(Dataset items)
Start of Block

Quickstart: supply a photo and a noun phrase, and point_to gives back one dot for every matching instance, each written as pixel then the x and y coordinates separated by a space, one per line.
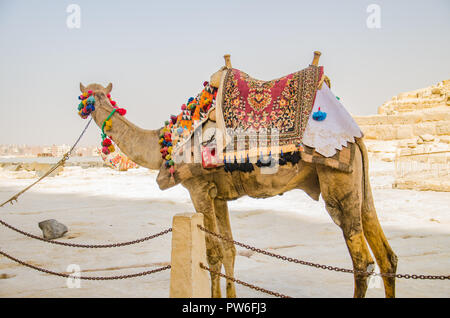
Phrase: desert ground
pixel 100 206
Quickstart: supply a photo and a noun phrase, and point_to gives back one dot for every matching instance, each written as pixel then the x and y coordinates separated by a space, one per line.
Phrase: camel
pixel 348 197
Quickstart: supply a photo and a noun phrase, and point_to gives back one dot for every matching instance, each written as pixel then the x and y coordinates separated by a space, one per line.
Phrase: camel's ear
pixel 109 88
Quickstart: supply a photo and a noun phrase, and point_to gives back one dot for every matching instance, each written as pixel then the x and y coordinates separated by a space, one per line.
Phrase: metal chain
pixel 244 283
pixel 327 267
pixel 87 245
pixel 160 269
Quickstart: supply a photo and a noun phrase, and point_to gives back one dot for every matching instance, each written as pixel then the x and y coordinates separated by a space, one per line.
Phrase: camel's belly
pixel 263 183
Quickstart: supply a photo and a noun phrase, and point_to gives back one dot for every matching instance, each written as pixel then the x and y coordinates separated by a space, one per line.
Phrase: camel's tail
pixel 367 191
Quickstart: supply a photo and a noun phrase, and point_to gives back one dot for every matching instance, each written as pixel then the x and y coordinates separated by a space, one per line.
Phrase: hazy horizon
pixel 158 54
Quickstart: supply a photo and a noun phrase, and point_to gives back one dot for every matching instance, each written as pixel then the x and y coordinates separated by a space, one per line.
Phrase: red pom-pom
pixel 106 142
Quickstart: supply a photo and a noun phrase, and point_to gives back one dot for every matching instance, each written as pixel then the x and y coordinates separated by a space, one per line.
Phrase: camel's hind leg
pixel 342 193
pixel 385 256
pixel 229 250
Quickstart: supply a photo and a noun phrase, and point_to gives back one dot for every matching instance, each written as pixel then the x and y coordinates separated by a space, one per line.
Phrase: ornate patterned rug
pixel 285 104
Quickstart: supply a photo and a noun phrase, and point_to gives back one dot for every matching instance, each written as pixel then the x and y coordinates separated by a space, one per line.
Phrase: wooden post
pixel 187 279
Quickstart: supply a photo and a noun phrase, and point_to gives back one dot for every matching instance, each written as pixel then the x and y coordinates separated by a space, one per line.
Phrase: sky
pixel 157 54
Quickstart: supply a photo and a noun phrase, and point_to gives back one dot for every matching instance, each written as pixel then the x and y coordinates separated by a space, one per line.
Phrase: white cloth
pixel 335 130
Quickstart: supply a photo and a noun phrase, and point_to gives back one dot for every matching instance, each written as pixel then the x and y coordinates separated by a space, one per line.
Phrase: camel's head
pixel 96 88
pixel 217 76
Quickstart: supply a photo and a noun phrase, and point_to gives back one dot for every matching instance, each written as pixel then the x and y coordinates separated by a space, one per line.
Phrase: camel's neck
pixel 138 144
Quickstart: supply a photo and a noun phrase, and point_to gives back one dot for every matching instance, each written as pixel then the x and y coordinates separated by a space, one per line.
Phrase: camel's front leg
pixel 202 195
pixel 223 221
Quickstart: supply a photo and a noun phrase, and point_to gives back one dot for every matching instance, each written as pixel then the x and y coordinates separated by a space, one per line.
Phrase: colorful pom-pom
pixel 319 115
pixel 106 142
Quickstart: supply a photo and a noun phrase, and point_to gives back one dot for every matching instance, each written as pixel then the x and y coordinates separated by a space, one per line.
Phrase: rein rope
pixel 58 164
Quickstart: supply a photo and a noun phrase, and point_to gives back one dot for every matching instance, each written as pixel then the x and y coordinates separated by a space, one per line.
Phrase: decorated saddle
pixel 310 124
pixel 258 109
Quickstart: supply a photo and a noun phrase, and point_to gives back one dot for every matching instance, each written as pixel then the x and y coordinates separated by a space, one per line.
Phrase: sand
pixel 102 206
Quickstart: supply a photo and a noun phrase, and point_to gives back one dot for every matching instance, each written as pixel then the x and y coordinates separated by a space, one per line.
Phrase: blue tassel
pixel 319 115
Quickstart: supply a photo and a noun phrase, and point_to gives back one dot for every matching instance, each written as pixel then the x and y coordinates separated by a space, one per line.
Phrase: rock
pixel 52 229
pixel 427 138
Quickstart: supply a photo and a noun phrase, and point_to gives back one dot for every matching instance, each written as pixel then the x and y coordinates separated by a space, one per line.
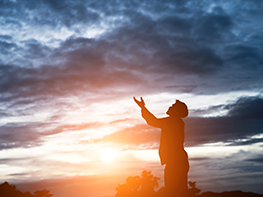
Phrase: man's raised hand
pixel 141 103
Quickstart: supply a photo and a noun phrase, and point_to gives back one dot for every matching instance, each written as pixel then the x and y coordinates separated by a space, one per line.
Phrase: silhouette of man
pixel 171 150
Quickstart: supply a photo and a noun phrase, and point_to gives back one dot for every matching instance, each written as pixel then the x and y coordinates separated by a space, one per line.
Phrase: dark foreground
pixel 7 190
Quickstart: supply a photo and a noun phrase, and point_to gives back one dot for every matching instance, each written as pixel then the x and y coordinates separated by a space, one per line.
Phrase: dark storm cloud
pixel 241 123
pixel 164 40
pixel 258 159
pixel 243 120
pixel 14 135
pixel 147 48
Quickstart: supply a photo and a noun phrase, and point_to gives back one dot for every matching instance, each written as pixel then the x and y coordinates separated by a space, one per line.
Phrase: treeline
pixel 144 185
pixel 7 190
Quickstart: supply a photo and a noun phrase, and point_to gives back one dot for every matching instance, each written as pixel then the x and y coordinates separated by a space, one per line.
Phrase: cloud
pixel 258 159
pixel 241 122
pixel 14 135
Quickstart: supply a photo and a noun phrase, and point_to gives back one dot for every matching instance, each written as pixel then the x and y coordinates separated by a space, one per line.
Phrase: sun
pixel 107 154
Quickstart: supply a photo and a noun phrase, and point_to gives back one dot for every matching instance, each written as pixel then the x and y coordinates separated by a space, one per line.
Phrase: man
pixel 171 150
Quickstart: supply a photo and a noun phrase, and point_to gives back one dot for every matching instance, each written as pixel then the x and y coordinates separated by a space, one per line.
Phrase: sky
pixel 69 71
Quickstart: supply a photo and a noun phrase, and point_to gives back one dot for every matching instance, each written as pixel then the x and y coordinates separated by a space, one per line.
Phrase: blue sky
pixel 69 70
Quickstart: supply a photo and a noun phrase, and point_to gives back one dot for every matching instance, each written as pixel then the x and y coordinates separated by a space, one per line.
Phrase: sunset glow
pixel 69 71
pixel 107 154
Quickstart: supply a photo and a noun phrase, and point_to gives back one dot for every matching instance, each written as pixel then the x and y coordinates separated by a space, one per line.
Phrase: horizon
pixel 69 71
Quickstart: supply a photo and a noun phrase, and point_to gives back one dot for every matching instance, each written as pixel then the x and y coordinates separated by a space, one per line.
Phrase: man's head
pixel 178 109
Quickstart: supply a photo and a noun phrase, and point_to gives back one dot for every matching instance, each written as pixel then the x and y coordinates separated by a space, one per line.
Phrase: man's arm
pixel 148 116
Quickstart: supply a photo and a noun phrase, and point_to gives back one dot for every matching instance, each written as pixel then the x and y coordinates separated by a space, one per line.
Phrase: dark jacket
pixel 171 148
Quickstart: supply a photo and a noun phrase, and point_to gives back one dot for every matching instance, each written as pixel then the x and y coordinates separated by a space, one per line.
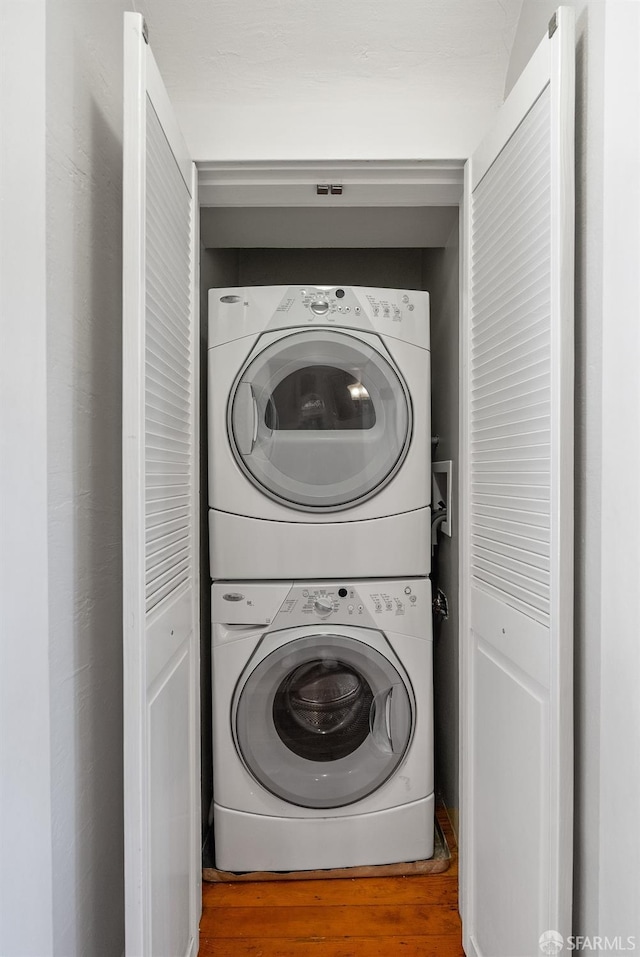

End of Block

Instructions for the task: Retype the records verbatim, but not their images.

Answer space:
Quickstart: supply a photo and a noun phrase, and point_to gives back one dot for every matching instance, each written as pixel then the x and y coordinates separated by a space, one per line.
Phrase: desert ground
pixel 100 206
Quickstart: supply a photo and a noun phrase, and point_to gives back one dot for every matching instance, each written as pixel then the x and y coordinates separated by a space, one per line.
Phrase: camel
pixel 348 197
Quickstart: supply a photo and a noun phrase, and point_to gives back one dot for every matching instance, each written as pixel then the x and y coordinates separated by a space, one per line.
Phrase: camel's ear
pixel 109 88
Quickstart: supply a photo and a noun phrase, and point_to gives back one dot for every matching instance, each written as pixel then the x and y coordinates separated by a space, one per line.
Phrase: metal chain
pixel 244 283
pixel 327 267
pixel 87 245
pixel 160 269
Quickstart: supply a photo and a noun phrase, and point_to gives back one dot for every matching instance, each written as pixel then the x and y coordinates separated by a space, one per line.
Phrase: camel's belly
pixel 263 183
Quickstart: supply a photo and a noun phrase, and point_to gives back one dot for every matching instance, each written as pixel then the x and y coordinates separated by a space, one per line.
Phrase: camel's tail
pixel 367 191
Quickstart: supply a photo and a noun phrase, and point_to gives back one dot for every matching instance, each written as pixel then the x and y coordinates separated by a space, one per line.
Phrase: hazy horizon
pixel 158 54
Quickstart: supply a photo and a noun phrase, and point_to gives back one dot for every matching instance, each written as pixel then the x and y coordinates separated by a space, one per line.
Phrase: red pom-pom
pixel 106 142
Quickstart: supply a photo and a noun phrase, and point_to gives back one dot for every matching instance, each written as pixel then the x and y coordinates separated by a space, one per line.
Phrase: camel's hind leg
pixel 342 193
pixel 385 256
pixel 229 250
Quickstart: supply a photo and a noun phrase, and point_to gives back one dot for every matching instance, each written as pixel then the x and y coordinates separated by a space, one per line.
Phrase: ornate patterned rug
pixel 285 104
Quickstart: supply a photo and a noun phrase, and point_to gives back one dot for every matching instance, each written as pixel then the x and y coordinates separated by a space, one per line.
Phrase: wooden post
pixel 187 279
Quickstart: supply a photo and a noun phrase, and point_to gives back one dot for every matching instance, each written as pixel then the x and y coordinates separated by a space, one per line.
Phrase: sky
pixel 157 54
Quickstart: supply a photo and a noun phrase, and point_to gives back one dot for every matching instance, each written as pixel then the x and y coordinates separated by a space, one per line.
Phrase: white cloth
pixel 335 130
Quickstart: supply a photo and a noun phrase, and point_to gives back one dot for every matching instance, each written as pixel then the x and y coordinates separated by a space, one per line.
Phrase: camel's head
pixel 96 88
pixel 217 76
Quickstart: supply a photo and a noun phrase, and point_to gives back one dot for every matching instance, each written as pixel then the x and y coordinates separated by a space, one per line.
Phrase: camel's neck
pixel 138 144
Quickstart: supply a photo and a noun phrase, and point_to gives back one dot for every matching instance, each written as pixel then the x and y coordinates separated by a space, one per line.
Phrase: camel's front leg
pixel 202 195
pixel 223 221
Quickstart: supply a photo and a noun phrase, and point_to gives back one dot for every matching instance, each written as pixel then the x and y coordinates separated by a space, one per line.
Phrase: colorful pom-pom
pixel 319 115
pixel 106 142
Quickstart: supply a photo and a noun phrase, and point_to gives back one dot for every matching instance, each written as pixel then the x and y coordinates separated by a space, one per line.
Phrase: rein rope
pixel 58 164
Quickstart: supply a photo and a noun phrase, and point_to gives back one dot for every matching instance, each written as pixel then the x and y coordinates separated by a space, one per line.
Phrase: decorated saddle
pixel 310 124
pixel 258 109
Quickstart: supply a photo and a noun phrase, and point_to gives back one dot for every matching instance, each written as pixel then the x and y coordinates separated by a space, one per line.
Phrase: sand
pixel 102 206
Quickstart: supply a photo and a noun phrase, and point_to gives back one dot for every matching instance, each written as pixel then the x and y coordinates separated by a space, one per line.
Phrase: blue tassel
pixel 319 115
Quickstart: supply a photo and a noun phrase, and point_to gives back one dot for every matching instance, each written as pixel then the x and y coordinates separated by a space, one per line.
Phrase: rock
pixel 52 229
pixel 427 138
Quickstart: supply a photo and a noun phrase, and point_to gives back one dot for every matching instance, each written as pixel then the x and y coordinates separated by a space, one per line.
Phrase: man's raised hand
pixel 141 103
Quickstart: supply a photo and a noun phrase, and point_to gives back one dot for every matching instance, each written as pixel then the x and y coordinates separated by a space, one per line.
Phrase: silhouette of man
pixel 171 150
Quickstart: supply a photo and a noun phrase, and point_to gives back one dot for every matching instance, each written as pixel then the x and y coordinates separated by a space, one per line.
Phrase: dark foreground
pixel 7 190
Quickstart: supply a photo and a noun phrase, and point_to gives back one dot for every matching instance, each written as pixel then the x and y coordinates separated by a space, one per line.
Phrase: dark storm cloud
pixel 241 123
pixel 164 40
pixel 258 159
pixel 243 120
pixel 14 135
pixel 147 48
Quickstart: supply a photo and a noun phrase, and point_to gives back one dot for every matching instance, each written as pixel then the x and y coordinates separated by a space, one per line.
Phrase: treeline
pixel 144 185
pixel 7 190
Quickstart: supply a photo and a noun phrase, and point_to gives back one dot for every matching instance, each written as pixel then the x and y coordinates separated by a space, one per line.
Phrase: cloud
pixel 258 159
pixel 241 122
pixel 14 135
Quickstart: supply a photo and a noun phrase, and point_to gives back one dot for every matching instance, each written as pixel then the x and y coordinates separated by a space, one per line.
Phrase: sun
pixel 107 154
Quickstart: supply a photo and a noun phrase, and point_to gives back one dot for every matching instance, each written as pixel then the x and y coordinates separated by a space, one per line.
Phrase: man
pixel 171 150
Quickstart: supply a photo and a noun phrase, and point_to gives back one dot for every matching instance, each written as pixel then the x and y coordinates separated by a space, one per line.
Phrase: sky
pixel 69 71
Quickstart: supply a photo and a noun phrase, and point_to gives back one dot for every matching instance, each written as pixel then the x and y coordinates separated by a space, one per line.
Phrase: blue sky
pixel 69 70
Quickstart: supply a photo and a noun phrase, and point_to gives back one dot for every matching instance, each written as pixel then the x and y coordinates separated by a space, one per line.
Phrase: sunset glow
pixel 69 71
pixel 107 154
Quickstart: supply a photo and a noun phrase, and point_to gives back one dot for every matching instance, each written as pixel then the x and y coordinates separated by a space, one per line.
Phrase: horizon
pixel 69 71
Quickstart: supply a photo and a noun phrase, and point_to gives back one dot for every matching instance, each written as pixel then the x and y coordinates separated by a space, one per line.
Phrase: man's head
pixel 178 109
Quickstart: supply a photo and a noun phrase, and point_to gives back one dot for every matching instance, each written as pixel then the x and y coordinates separated by a space, one per line.
Phrase: man's arm
pixel 148 116
Quickstart: supply a photo and a noun phrase, and point_to gives back one dot for every matching instance, each written as pixel then the x and y coordinates separated by a space, one per line.
Phrase: dark jacket
pixel 171 148
Quickstart: supply a photo and a noun phrase, and point_to gives back one dot for every matching instance, each written as pixel then the x and y coordinates separated by a space, one per line.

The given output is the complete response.